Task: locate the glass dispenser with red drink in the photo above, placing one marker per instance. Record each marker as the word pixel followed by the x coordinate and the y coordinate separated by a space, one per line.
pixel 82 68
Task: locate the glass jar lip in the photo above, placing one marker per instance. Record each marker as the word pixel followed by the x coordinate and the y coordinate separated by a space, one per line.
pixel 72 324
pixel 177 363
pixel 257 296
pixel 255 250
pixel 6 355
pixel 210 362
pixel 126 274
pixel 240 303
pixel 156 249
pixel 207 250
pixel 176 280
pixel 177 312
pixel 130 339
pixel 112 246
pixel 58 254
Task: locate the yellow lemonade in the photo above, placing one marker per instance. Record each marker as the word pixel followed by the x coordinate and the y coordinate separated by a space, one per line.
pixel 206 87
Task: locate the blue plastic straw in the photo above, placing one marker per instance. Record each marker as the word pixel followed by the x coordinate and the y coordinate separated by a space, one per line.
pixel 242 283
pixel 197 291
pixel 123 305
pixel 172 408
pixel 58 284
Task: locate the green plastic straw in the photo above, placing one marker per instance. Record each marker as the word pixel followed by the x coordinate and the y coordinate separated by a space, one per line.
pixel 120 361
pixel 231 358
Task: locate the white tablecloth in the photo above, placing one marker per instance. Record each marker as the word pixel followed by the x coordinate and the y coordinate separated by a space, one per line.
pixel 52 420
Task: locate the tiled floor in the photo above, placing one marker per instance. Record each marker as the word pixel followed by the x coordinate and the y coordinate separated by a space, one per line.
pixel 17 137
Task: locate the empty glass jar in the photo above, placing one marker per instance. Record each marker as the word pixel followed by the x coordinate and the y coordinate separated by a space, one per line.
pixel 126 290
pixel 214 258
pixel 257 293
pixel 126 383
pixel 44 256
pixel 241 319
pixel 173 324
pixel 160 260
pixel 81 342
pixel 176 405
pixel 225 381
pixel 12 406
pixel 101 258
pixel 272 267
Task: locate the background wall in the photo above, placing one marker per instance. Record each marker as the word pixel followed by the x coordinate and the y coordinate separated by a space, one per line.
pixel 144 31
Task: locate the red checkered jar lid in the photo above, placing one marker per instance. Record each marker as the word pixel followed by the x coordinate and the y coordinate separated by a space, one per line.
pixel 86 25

++++++++++

> **The task**
The entries above must be output exactly, with every line preserved.

> **Answer for the task**
Task: locate the glass dispenser with red drink in the photo above, placing one marker per instance. Record each marker as the word pixel followed by the x coordinate and the y coordinate separated by a space, one per line.
pixel 82 68
Task: locate the glass jar lip in the photo above, placing one marker per instance. Record each marker as the word pixel followed by the x coordinate and the y coordinate separated by a space, one per line.
pixel 72 324
pixel 177 363
pixel 257 296
pixel 255 250
pixel 6 355
pixel 210 362
pixel 126 274
pixel 240 303
pixel 156 249
pixel 207 250
pixel 176 280
pixel 177 312
pixel 130 339
pixel 112 246
pixel 58 254
Task: locate the yellow lemonade in the photo above, placing one marker per instance. Record each marker as the word pixel followed by the x coordinate and the y coordinate separated by a space, one per line.
pixel 206 87
Task: locate the blue plastic straw in the photo above, placing one marker per instance. Record each marker as the word pixel followed by the x coordinate and the y coordinate separated by a space, one per line.
pixel 242 283
pixel 197 291
pixel 123 305
pixel 172 408
pixel 58 284
Task: locate the green plastic straw in the photo above, placing one marker per instance. Record each marker as the word pixel followed by the x coordinate and the y coordinate separated by a space, one per line.
pixel 120 361
pixel 231 358
Task: locate the white tablecloth in the photo above, placing one marker per instance. Record each marker as the word pixel followed by the x coordinate and the y coordinate separated by a space, one per line.
pixel 52 420
Task: locate the tiled floor in the photo above, placing one marker per instance. Record each marker as the word pixel followed by the x coordinate and the y coordinate separated by a space, one per line.
pixel 17 137
Task: locate the empty glass jar in the photo above, placing one marker per instance. Record each marker as the word pixel followed by the x coordinate and the y coordinate separated by a space, one per line.
pixel 126 290
pixel 214 258
pixel 257 293
pixel 126 383
pixel 44 256
pixel 241 319
pixel 173 324
pixel 160 260
pixel 81 342
pixel 176 405
pixel 225 381
pixel 12 406
pixel 101 258
pixel 272 267
Task: locate the background wall in the photo above, placing one marker per instance. Record each marker as the word pixel followed by the x coordinate and the y coordinate separated by a space, one per line.
pixel 144 31
Task: locate the red checkered jar lid in the photo above, placing one marker per instance. Record each marker as the word pixel followed by the x coordinate and the y coordinate separated by a space, one per line.
pixel 86 25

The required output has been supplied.